[Begin]

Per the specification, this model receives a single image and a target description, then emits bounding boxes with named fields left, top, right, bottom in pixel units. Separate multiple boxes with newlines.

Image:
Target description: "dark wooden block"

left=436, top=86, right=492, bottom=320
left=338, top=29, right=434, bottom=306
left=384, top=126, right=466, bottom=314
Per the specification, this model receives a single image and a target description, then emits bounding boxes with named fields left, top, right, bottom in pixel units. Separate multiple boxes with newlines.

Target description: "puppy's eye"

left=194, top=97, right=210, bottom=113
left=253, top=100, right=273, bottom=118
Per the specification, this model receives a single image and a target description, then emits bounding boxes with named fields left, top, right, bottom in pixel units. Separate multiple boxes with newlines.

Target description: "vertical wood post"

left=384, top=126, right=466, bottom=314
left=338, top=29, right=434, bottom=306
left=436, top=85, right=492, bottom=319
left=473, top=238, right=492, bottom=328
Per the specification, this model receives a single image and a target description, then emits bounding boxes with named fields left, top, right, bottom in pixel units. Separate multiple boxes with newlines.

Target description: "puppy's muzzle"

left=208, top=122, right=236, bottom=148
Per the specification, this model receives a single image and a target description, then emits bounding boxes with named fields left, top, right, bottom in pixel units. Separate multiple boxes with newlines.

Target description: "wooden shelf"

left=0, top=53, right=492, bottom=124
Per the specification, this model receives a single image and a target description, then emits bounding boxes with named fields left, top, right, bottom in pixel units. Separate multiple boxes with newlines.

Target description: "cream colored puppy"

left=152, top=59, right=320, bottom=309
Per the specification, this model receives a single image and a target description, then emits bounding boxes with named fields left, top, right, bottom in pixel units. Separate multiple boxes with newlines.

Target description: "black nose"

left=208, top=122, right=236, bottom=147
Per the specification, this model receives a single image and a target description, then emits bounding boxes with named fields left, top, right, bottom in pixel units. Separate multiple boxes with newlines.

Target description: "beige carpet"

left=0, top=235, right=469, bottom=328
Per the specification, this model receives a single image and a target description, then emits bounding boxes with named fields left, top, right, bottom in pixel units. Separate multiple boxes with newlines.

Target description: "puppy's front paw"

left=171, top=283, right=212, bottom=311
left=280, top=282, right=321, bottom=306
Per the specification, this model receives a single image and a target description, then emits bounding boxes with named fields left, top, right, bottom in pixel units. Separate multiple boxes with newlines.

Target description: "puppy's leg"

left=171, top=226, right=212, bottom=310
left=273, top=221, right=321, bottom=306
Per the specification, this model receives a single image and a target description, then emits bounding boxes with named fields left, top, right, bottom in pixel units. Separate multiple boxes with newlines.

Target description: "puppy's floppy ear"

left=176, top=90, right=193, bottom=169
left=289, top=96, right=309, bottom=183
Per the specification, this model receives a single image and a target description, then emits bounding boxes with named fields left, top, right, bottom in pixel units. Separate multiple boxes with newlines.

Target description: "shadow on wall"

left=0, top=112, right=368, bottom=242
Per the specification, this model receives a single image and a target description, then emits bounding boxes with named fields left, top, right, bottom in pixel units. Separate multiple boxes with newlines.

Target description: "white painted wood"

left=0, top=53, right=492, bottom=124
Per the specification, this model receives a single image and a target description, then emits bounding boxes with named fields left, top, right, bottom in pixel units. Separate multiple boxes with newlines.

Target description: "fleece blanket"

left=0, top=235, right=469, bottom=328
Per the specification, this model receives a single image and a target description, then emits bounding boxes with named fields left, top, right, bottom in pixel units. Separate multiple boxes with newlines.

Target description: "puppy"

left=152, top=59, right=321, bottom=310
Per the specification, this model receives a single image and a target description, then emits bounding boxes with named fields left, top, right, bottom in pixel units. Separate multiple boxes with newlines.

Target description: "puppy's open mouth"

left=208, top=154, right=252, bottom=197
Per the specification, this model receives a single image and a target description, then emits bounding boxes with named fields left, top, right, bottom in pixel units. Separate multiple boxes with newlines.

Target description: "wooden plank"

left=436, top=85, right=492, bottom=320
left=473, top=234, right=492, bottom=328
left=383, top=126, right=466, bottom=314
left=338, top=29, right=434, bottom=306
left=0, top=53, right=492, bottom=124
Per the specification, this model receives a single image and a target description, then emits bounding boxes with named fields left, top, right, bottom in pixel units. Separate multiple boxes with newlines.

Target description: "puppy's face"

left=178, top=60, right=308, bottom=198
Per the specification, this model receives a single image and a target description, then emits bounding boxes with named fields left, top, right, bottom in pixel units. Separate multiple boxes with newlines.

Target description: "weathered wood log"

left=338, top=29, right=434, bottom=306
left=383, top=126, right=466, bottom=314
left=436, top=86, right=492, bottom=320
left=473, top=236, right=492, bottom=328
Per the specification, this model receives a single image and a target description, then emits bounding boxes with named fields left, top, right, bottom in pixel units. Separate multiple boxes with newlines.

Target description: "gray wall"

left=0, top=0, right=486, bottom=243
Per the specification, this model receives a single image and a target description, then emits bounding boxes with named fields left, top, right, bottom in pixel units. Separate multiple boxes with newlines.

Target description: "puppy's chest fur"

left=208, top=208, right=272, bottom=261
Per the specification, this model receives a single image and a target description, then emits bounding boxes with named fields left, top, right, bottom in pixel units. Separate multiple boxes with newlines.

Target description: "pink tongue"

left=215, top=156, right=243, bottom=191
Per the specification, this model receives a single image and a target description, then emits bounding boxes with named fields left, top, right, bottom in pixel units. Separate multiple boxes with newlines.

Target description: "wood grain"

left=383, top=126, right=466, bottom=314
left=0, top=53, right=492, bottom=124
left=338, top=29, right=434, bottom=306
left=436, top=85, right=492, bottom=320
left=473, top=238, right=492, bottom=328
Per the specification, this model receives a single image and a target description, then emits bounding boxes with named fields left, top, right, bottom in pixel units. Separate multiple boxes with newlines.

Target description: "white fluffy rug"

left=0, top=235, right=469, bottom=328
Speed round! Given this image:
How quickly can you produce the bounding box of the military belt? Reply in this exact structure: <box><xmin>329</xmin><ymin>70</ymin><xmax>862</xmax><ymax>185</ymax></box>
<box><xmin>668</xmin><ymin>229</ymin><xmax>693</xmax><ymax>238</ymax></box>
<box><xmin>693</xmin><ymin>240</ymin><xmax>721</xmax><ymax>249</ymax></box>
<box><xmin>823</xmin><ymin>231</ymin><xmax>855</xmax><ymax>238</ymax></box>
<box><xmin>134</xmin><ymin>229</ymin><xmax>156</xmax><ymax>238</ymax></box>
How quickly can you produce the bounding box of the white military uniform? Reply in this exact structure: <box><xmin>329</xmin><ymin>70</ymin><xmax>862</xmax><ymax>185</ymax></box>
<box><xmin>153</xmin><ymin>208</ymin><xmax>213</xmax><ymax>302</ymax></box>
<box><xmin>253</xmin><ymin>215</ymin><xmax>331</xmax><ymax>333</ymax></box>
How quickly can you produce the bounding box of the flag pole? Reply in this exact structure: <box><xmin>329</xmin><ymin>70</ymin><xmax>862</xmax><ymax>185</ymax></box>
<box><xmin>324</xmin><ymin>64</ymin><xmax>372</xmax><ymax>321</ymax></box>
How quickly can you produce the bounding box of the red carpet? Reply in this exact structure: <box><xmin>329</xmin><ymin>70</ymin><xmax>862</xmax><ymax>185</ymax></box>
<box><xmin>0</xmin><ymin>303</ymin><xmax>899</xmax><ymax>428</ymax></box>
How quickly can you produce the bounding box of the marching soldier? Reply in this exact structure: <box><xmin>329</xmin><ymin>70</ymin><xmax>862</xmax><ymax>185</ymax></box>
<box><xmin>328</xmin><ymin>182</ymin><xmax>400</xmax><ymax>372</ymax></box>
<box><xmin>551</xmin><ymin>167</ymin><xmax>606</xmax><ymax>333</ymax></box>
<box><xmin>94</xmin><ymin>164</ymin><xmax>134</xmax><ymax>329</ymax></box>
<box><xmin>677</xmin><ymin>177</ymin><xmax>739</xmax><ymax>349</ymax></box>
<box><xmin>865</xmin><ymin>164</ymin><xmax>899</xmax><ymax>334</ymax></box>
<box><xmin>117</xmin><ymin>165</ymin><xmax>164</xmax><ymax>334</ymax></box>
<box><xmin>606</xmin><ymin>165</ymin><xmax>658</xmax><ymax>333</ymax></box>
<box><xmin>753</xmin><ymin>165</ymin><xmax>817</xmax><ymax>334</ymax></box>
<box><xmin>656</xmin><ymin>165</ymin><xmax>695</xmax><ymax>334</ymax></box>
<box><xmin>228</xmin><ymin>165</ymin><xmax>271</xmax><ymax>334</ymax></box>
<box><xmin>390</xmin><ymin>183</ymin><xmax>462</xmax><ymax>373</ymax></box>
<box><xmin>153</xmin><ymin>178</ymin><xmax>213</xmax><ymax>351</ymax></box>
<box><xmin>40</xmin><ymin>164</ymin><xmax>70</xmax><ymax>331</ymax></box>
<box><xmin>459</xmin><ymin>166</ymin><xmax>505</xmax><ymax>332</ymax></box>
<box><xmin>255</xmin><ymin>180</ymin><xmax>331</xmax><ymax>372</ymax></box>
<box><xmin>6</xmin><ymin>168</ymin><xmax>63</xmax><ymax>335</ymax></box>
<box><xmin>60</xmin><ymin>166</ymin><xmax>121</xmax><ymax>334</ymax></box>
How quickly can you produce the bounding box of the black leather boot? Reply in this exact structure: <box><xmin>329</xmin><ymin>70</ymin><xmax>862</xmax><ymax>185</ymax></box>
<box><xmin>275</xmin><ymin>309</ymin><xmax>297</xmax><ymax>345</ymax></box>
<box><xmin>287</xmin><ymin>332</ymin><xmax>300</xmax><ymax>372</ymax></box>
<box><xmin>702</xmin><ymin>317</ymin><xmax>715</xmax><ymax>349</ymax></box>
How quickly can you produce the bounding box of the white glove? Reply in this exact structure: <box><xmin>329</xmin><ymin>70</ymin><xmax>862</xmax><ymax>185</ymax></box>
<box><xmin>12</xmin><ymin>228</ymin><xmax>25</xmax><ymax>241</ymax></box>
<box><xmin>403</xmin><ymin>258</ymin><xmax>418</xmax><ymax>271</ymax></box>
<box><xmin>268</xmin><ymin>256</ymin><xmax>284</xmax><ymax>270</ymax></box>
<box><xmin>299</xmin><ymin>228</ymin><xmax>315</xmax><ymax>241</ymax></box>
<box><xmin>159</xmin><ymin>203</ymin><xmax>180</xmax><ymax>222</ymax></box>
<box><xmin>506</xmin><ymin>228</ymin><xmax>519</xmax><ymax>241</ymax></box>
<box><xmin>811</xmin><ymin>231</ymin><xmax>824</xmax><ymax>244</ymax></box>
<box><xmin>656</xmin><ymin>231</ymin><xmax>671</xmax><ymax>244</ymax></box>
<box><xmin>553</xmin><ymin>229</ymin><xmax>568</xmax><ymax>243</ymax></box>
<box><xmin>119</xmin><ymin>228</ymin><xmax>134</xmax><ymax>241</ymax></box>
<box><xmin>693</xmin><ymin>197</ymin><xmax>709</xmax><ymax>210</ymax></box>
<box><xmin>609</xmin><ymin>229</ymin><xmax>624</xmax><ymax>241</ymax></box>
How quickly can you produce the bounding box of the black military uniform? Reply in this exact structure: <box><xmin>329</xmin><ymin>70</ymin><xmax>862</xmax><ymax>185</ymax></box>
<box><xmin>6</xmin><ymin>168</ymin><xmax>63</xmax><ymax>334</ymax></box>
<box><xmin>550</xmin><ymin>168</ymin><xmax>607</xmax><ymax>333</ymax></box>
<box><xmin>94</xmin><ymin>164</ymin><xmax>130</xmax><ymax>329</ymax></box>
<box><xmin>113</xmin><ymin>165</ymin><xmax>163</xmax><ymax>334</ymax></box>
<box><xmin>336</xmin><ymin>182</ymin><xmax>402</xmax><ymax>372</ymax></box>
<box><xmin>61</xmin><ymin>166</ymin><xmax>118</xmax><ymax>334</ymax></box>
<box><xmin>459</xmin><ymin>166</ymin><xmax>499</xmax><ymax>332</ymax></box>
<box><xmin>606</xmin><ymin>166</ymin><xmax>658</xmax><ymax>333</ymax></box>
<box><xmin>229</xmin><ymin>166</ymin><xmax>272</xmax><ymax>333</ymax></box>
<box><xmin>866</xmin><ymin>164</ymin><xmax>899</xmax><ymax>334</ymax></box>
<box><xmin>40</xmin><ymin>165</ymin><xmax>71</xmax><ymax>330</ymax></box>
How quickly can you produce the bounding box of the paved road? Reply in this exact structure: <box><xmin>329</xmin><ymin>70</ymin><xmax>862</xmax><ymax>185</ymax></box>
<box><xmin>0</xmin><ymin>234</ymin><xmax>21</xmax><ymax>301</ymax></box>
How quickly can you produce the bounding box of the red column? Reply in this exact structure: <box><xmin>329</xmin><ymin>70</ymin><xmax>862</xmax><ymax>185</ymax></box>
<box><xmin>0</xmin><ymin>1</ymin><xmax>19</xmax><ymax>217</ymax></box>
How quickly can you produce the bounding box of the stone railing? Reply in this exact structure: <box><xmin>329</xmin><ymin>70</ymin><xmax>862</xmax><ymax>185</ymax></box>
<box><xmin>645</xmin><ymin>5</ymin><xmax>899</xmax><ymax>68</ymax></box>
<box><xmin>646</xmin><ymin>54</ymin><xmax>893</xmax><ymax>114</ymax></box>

[End]

= PROBLEM REQUIREMENTS =
Please extract every line in the material above that contains the word "puppy", and copy each of those lines in full.

= TASK RESULT =
Target description: "puppy's eye"
Target description: "puppy's muzzle"
Target description: "cream colored puppy"
Target description: "puppy's front paw"
Target description: "puppy's leg"
Target description: "puppy's floppy ear"
Target description: "puppy"
Target description: "puppy's open mouth"
Target description: "puppy's face"
Target description: "puppy's chest fur"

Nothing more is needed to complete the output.